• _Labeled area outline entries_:
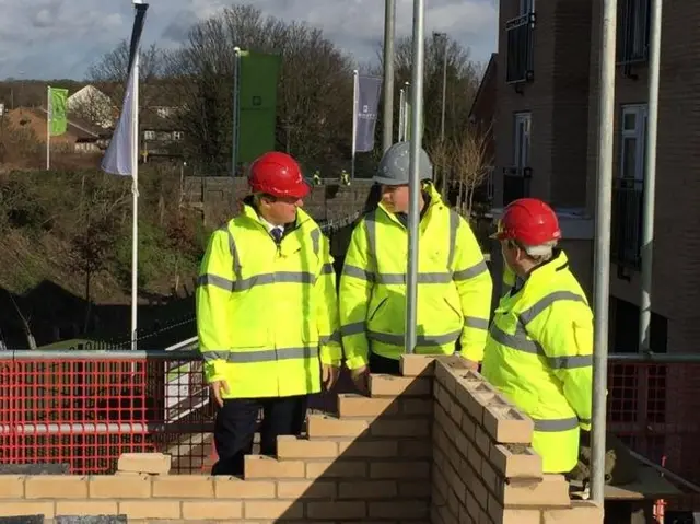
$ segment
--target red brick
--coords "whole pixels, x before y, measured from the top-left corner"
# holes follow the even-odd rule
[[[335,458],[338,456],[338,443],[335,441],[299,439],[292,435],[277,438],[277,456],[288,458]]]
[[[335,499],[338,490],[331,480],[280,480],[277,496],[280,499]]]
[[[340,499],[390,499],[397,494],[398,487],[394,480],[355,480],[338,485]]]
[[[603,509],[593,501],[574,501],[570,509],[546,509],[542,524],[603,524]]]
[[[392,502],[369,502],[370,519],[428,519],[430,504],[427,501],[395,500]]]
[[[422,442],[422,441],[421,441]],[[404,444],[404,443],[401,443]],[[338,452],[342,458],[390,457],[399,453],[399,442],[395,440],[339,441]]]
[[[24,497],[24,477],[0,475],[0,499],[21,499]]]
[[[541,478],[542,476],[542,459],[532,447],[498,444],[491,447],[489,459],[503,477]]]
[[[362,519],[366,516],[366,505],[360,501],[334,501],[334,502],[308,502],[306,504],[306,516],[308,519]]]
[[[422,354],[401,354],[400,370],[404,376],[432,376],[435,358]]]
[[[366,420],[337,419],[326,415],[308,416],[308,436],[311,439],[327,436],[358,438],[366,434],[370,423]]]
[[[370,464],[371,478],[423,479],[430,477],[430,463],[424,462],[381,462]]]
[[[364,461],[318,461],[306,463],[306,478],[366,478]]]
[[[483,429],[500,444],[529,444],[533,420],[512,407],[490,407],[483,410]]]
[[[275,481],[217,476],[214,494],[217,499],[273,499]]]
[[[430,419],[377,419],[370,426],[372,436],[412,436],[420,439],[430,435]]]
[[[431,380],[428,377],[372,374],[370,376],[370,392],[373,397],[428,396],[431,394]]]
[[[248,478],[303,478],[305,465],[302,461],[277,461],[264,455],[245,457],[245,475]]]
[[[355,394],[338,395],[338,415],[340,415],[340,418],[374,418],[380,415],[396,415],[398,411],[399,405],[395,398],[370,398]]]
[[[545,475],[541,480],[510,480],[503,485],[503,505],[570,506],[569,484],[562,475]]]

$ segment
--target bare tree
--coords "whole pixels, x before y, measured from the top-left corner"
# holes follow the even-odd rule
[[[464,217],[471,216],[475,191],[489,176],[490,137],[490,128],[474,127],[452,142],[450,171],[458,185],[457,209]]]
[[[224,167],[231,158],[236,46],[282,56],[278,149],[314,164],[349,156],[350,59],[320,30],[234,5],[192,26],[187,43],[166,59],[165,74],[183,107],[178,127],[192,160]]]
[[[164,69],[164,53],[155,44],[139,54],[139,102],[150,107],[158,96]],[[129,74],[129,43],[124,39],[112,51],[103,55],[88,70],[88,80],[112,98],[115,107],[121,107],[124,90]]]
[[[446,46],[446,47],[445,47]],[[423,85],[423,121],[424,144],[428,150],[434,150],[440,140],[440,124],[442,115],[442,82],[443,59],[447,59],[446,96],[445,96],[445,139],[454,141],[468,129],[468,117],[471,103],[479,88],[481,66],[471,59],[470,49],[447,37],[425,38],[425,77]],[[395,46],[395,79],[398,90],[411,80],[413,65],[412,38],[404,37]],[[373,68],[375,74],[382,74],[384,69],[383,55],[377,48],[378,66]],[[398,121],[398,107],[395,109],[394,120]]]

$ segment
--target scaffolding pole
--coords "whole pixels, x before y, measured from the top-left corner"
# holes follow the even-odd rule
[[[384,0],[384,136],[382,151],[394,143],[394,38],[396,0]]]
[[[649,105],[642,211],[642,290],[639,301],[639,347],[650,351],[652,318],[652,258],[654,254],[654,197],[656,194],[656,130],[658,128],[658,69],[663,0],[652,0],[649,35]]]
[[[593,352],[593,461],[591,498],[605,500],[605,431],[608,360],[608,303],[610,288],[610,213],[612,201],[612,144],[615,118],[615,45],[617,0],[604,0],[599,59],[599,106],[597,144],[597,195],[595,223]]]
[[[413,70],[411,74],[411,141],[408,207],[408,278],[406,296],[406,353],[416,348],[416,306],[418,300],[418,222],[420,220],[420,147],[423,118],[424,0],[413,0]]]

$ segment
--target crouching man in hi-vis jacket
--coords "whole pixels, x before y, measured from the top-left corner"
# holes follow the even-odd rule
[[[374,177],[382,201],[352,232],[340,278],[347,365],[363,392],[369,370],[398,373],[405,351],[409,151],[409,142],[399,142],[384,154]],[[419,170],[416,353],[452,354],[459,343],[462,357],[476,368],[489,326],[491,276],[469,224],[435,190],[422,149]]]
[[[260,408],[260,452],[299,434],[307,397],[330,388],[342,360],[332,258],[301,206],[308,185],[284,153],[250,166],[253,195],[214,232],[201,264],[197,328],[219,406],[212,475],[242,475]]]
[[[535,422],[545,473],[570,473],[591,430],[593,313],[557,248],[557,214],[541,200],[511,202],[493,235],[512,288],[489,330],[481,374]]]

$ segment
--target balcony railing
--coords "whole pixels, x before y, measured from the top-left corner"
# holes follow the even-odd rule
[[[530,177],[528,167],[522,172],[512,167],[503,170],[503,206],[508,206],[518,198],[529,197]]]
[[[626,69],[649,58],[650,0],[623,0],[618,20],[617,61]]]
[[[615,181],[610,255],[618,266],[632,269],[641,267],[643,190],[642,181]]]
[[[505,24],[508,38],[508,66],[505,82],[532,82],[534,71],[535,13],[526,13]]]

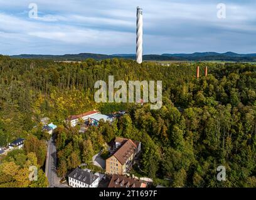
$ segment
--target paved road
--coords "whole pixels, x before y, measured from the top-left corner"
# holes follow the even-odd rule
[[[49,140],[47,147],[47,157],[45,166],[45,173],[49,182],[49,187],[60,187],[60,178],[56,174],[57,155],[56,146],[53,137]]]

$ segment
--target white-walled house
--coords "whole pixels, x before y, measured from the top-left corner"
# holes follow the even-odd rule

• _TASK DETAILS_: Rewrite all of the lines with "top-left corner" renamed to "upper-left corner", keeping everything else the same and leaving out the pictures.

• _COMPLETE OUTPUT_:
$ segment
--target red brick
--coords "whole pixels, x before y, measured from the upper-left corner"
# holes follow the even-odd rule
[[[335,458],[338,456],[338,443],[335,441],[299,439],[292,435],[277,438],[277,456],[288,458]]]
[[[335,499],[338,490],[331,480],[280,480],[277,496],[280,499]]]
[[[340,499],[390,499],[397,494],[398,487],[394,480],[355,480],[338,485]]]
[[[603,509],[593,501],[574,501],[570,509],[546,509],[542,524],[603,524]]]
[[[392,502],[369,502],[370,519],[428,519],[430,504],[427,501],[395,500]]]
[[[422,442],[422,441],[421,441]],[[404,444],[404,443],[401,443]],[[338,452],[342,458],[390,457],[399,453],[399,442],[395,440],[339,441]]]
[[[24,497],[24,477],[0,475],[0,499],[21,499]]]
[[[541,478],[542,476],[542,459],[532,447],[498,444],[491,447],[489,459],[503,477]]]
[[[362,519],[366,516],[366,505],[360,501],[334,501],[334,502],[308,502],[306,504],[306,516],[308,519]]]
[[[422,354],[401,354],[400,370],[404,376],[432,376],[435,358]]]
[[[366,420],[337,419],[326,415],[308,416],[308,436],[311,439],[327,436],[358,438],[366,434],[370,423]]]
[[[370,464],[371,478],[423,479],[430,477],[430,463],[424,462],[381,462]]]
[[[364,461],[318,461],[306,463],[306,478],[366,478]]]
[[[483,429],[500,444],[529,444],[533,420],[512,407],[490,407],[483,410]]]
[[[275,481],[217,476],[214,494],[217,499],[273,499]]]
[[[430,419],[377,419],[370,426],[372,436],[412,436],[420,439],[430,435]]]
[[[431,380],[428,377],[372,374],[370,376],[370,392],[373,397],[428,396],[431,394]]]
[[[248,478],[303,478],[305,465],[302,461],[277,461],[264,455],[245,457],[245,475]]]
[[[355,394],[338,395],[338,415],[340,415],[340,418],[374,418],[380,415],[396,415],[398,411],[399,405],[395,398],[370,398]]]
[[[545,475],[541,480],[510,480],[503,485],[503,505],[570,506],[569,484],[562,475]]]

$ segment
--target bare tree
--coords "whole pixels, x before y, measured from the upper-left corner"
# holes follow the even-odd rule
[[[464,217],[471,216],[475,191],[489,176],[490,137],[490,128],[474,127],[452,142],[450,171],[458,185],[457,209]]]
[[[224,167],[231,158],[236,46],[282,56],[278,149],[314,164],[349,156],[350,59],[320,30],[234,5],[192,26],[187,43],[166,59],[165,74],[183,107],[178,127],[192,160]]]
[[[164,69],[164,53],[155,44],[139,54],[139,102],[150,107],[158,96]],[[129,74],[129,43],[124,39],[112,51],[103,55],[88,70],[88,80],[112,98],[115,107],[121,107],[124,90]]]
[[[446,46],[446,47],[445,47]],[[423,85],[423,121],[424,144],[428,150],[434,150],[440,140],[440,124],[442,115],[442,82],[443,59],[447,59],[446,96],[445,96],[445,139],[454,141],[468,129],[468,117],[471,103],[479,88],[481,66],[471,59],[470,49],[447,37],[425,38],[425,77]],[[395,46],[395,79],[398,90],[411,80],[413,65],[412,38],[404,37]],[[373,68],[375,74],[382,74],[384,69],[383,55],[377,48],[378,66]],[[398,121],[398,107],[395,109],[394,120]]]

$ segment
--target scaffolding pole
--coords "whole pixels, x before y, measured from the upper-left corner"
# holes follow the even-odd rule
[[[384,0],[384,136],[382,151],[394,143],[394,38],[396,0]]]
[[[649,105],[642,211],[642,290],[639,301],[639,347],[650,351],[652,318],[652,258],[654,254],[654,197],[656,194],[656,130],[658,128],[658,69],[663,0],[652,0],[649,35]]]
[[[593,352],[593,461],[591,498],[605,500],[605,431],[608,360],[608,303],[610,288],[610,213],[612,201],[612,144],[615,118],[615,45],[617,0],[604,0],[599,59],[599,106],[597,144],[597,195],[595,223]]]
[[[413,70],[411,74],[411,141],[408,207],[408,278],[406,296],[406,353],[416,348],[416,306],[418,300],[418,222],[420,220],[420,147],[423,118],[424,0],[413,0]]]

$ segment
--target crouching man in hi-vis jacket
--coords "whole pixels, x before y, measured from the upper-left corner"
# holes follow the even-odd rule
[[[374,177],[382,201],[352,232],[340,278],[347,365],[363,392],[369,370],[398,373],[405,351],[409,151],[409,142],[399,142],[384,154]],[[419,170],[416,353],[452,354],[459,343],[462,357],[476,368],[489,326],[491,276],[469,224],[435,190],[422,149]]]
[[[260,408],[260,452],[299,434],[307,397],[330,388],[342,360],[332,258],[301,206],[308,185],[284,153],[250,166],[253,195],[214,232],[201,264],[197,328],[219,406],[212,475],[242,475]]]
[[[535,422],[545,473],[570,473],[591,430],[593,313],[557,248],[557,214],[541,200],[511,202],[493,235],[512,288],[489,330],[481,374]]]

$ segment
--target balcony railing
--coords "whole pixels, x before y, measured from the upper-left corner"
# holes follow the even-odd rule
[[[530,177],[528,167],[522,172],[512,167],[503,170],[503,206],[508,206],[518,198],[529,197]]]
[[[626,69],[649,58],[650,0],[623,0],[618,20],[617,61]]]
[[[615,181],[610,255],[618,266],[632,269],[641,267],[643,190],[642,181]]]
[[[505,24],[508,38],[508,66],[505,82],[532,82],[534,71],[535,13],[526,13]]]

$ segment
--target paved road
--coords "whole pixels, x before y, measured from the upper-left corner"
# holes follow the even-odd rule
[[[49,140],[47,147],[47,157],[45,166],[45,173],[49,182],[49,187],[60,187],[60,178],[56,174],[57,155],[56,146],[53,137]]]

$ segment
--target white-walled house
--coords "whole pixels, x before y, measured from the upper-left corner"
# holes follow the even-odd rule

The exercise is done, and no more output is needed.